PASSAGE

Social arrangement, Blumquist proposes, is always choreography, and making it visible strips the authority it borrows from looking natural. Blumquist comes from music, and the compositional logic is audible: distribution, spacing, tempo, return. The score becomes legible. Dark-suited figures sit in spaced chairs while a city hangs inverted above them. Bodies arc through blue sky in formation, falling without panic past an apartment building. A stepped white structure distributes people across its ledges like notation on a staff; a white wall reduces each figure to a node on a shelf among photographs and wires. The theatrical works push the frame into the open: an audience seated amid debris faces a proscenium opening onto a painted landscape, stage machinery visible, set holding. The population scenes (hundreds on a green hillside under a night sky, bodies bending and reaching in a shallow sea) keep the choreography but withdraw its purpose. Nobody announces the score. People follow it anyway.

GOAL 1
In the passage on Blumquist's work, what field does Blumquist come from?
GOAL 2
Carry on the passage about Blumquist's work from its final sentence.

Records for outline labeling

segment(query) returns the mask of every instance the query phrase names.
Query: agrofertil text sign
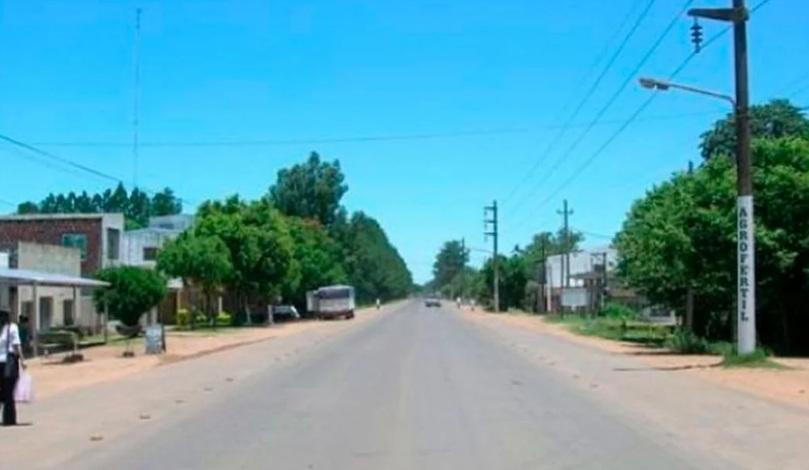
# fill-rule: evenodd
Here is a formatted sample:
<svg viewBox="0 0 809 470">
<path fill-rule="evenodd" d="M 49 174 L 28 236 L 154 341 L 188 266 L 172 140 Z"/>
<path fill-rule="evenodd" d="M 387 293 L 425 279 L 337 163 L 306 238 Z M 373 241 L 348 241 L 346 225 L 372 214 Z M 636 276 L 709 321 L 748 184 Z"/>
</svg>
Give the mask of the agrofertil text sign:
<svg viewBox="0 0 809 470">
<path fill-rule="evenodd" d="M 738 347 L 746 354 L 756 348 L 756 273 L 753 196 L 739 196 L 738 224 Z"/>
</svg>

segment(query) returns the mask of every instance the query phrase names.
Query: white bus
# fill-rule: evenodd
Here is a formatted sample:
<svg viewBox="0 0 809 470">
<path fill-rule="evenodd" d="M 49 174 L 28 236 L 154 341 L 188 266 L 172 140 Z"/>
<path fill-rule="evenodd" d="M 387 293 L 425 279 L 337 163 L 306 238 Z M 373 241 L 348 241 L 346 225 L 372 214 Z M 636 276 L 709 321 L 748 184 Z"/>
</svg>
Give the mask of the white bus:
<svg viewBox="0 0 809 470">
<path fill-rule="evenodd" d="M 326 286 L 309 291 L 306 309 L 318 318 L 354 318 L 354 288 Z"/>
</svg>

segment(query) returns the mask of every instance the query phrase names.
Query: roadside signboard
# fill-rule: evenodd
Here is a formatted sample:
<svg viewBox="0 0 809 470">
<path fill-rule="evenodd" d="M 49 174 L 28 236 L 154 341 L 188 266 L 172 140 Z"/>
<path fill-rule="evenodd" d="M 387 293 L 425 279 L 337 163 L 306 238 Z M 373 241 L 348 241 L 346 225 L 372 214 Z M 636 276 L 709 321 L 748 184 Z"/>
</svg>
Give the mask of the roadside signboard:
<svg viewBox="0 0 809 470">
<path fill-rule="evenodd" d="M 163 352 L 162 325 L 149 325 L 146 327 L 146 354 L 160 354 Z"/>
</svg>

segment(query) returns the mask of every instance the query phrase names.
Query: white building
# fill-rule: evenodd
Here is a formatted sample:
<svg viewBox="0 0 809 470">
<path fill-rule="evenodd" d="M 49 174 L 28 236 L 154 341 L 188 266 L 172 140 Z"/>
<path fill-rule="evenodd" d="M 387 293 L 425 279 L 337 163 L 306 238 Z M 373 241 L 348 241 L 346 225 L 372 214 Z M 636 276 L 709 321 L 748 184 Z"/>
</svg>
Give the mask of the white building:
<svg viewBox="0 0 809 470">
<path fill-rule="evenodd" d="M 596 270 L 596 265 L 604 264 L 604 253 L 607 255 L 607 272 L 615 270 L 618 263 L 618 251 L 609 246 L 602 246 L 570 253 L 570 287 L 583 287 L 584 281 L 577 279 Z M 545 262 L 547 285 L 558 289 L 565 287 L 565 274 L 562 269 L 565 255 L 549 256 Z"/>
<path fill-rule="evenodd" d="M 124 232 L 121 240 L 123 263 L 154 268 L 160 248 L 179 237 L 193 222 L 194 217 L 185 214 L 152 217 L 148 227 Z"/>
<path fill-rule="evenodd" d="M 604 269 L 609 278 L 617 265 L 618 252 L 603 246 L 567 256 L 549 256 L 545 262 L 545 308 L 548 311 L 558 311 L 562 307 L 592 309 L 602 296 L 598 286 L 603 285 Z M 564 267 L 567 259 L 570 260 L 569 268 Z"/>
</svg>

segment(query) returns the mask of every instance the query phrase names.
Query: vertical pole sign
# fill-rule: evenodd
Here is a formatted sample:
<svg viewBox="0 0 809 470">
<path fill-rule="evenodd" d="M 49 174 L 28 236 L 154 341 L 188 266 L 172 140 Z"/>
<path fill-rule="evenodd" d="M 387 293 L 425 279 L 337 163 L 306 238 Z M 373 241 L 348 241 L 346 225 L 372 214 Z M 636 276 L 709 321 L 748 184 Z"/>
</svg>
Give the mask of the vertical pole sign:
<svg viewBox="0 0 809 470">
<path fill-rule="evenodd" d="M 756 348 L 756 271 L 755 245 L 753 241 L 753 196 L 739 196 L 737 200 L 738 220 L 738 348 L 742 354 Z"/>
</svg>

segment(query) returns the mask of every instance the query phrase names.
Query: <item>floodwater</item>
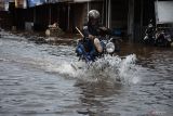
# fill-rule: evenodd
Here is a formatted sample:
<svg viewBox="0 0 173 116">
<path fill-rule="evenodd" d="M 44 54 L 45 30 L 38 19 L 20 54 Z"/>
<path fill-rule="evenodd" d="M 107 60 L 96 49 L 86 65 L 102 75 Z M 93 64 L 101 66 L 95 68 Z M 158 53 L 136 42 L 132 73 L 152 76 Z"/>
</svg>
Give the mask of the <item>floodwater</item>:
<svg viewBox="0 0 173 116">
<path fill-rule="evenodd" d="M 0 116 L 172 116 L 173 49 L 122 42 L 91 67 L 74 46 L 1 31 Z"/>
</svg>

REPLY 1
Music.

REPLY 2
Hieronymus Bosch distributed figures across impossible landscapes with a comparable systematic calm — hundreds of bodies operating under rules the viewer could observe but never access, the panorama as moral cosmology rendered without commentary. Blumquist works in that register: the elevated viewpoint, the population as material, the architecture of consequence applied evenly and without explanation. But where Bosch's order was theological, Blumquist's is social. Then gravity eases off. Orientation flips. It happens so often that the impossible loses its drama and starts to feel grammatical, a condition of the place, not a rupture in it. The title earns its weight here: the edits are minor, absorbed without protest, but what they expose is gravity itself, the unseen force holding social arrangements in position. When that force shifts and the figures simply comply, what surfaces is not spectacle but obedience, the depth of agreement between people and the systems distributing them.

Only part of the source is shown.